## Requirements
Copy the material from the line with "Annotation spec: tight bounding boxes, class = concrete" through the end of the material, keeping every line. Shift each bounding-box coordinate in the answers by -75.

## Dataset rows
╭──

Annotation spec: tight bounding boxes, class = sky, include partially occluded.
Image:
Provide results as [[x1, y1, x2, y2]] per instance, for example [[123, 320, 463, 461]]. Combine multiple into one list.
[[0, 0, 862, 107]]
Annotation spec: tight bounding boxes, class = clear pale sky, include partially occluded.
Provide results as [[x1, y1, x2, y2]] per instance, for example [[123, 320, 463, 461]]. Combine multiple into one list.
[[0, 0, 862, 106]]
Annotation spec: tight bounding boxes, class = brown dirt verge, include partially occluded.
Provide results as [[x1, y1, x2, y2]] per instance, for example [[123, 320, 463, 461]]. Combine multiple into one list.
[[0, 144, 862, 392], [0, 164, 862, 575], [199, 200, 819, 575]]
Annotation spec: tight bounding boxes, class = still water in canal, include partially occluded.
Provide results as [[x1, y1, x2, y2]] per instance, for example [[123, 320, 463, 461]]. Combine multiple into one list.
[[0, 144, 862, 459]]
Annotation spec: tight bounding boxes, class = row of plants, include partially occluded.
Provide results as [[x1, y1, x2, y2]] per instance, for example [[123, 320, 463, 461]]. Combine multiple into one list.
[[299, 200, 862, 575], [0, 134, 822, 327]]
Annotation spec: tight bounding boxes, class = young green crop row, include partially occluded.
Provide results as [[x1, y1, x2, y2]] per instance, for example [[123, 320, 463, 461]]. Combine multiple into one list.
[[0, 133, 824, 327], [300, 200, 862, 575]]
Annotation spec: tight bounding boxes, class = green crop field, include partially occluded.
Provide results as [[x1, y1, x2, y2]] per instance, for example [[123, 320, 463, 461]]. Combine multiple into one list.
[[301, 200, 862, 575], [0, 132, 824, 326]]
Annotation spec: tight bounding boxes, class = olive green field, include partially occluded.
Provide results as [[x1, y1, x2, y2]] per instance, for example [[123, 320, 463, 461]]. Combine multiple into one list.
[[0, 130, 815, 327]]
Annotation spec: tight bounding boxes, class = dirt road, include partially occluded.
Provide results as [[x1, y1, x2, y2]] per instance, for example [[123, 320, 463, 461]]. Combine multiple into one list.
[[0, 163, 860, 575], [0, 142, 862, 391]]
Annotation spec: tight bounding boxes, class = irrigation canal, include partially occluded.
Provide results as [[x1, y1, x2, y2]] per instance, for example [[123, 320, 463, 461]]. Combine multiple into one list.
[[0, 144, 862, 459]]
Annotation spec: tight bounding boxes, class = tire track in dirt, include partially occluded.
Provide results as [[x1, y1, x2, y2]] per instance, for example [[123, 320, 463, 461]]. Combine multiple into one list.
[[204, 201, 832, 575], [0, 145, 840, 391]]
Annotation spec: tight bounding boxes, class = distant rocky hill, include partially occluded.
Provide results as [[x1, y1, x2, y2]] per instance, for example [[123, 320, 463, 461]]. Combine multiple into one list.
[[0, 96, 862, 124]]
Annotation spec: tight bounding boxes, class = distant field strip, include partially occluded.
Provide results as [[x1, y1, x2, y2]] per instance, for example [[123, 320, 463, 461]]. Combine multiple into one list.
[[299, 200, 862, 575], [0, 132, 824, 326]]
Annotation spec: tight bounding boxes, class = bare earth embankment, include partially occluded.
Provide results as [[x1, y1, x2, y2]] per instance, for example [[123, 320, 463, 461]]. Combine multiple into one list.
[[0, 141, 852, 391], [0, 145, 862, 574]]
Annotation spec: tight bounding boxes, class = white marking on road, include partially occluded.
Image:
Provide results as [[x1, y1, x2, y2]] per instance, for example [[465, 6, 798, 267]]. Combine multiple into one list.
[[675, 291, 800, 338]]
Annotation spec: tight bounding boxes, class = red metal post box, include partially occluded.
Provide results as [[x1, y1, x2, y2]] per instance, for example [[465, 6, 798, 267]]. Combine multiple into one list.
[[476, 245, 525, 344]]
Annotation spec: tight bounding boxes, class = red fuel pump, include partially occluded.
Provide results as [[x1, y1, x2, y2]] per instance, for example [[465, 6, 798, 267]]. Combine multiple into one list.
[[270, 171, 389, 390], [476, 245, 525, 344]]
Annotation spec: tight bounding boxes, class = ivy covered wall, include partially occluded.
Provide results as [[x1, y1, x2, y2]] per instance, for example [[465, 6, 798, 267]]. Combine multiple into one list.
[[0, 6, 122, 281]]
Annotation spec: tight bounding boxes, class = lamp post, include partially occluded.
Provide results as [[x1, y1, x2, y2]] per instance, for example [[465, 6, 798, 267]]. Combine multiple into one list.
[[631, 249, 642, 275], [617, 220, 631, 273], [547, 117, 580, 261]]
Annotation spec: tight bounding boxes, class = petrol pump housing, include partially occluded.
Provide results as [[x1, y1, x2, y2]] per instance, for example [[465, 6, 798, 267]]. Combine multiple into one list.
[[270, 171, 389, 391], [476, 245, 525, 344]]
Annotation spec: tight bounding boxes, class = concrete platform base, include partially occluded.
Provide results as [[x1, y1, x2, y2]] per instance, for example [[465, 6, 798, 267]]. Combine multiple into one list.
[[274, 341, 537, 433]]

╰──

## Finished answer
Annotation spec: tight bounding boxes, class = concrete platform base, include partially occluded.
Provide results as [[x1, y1, x2, y2]] per instance, for example [[465, 6, 798, 267]]. Combine multiple into one list.
[[199, 266, 462, 358]]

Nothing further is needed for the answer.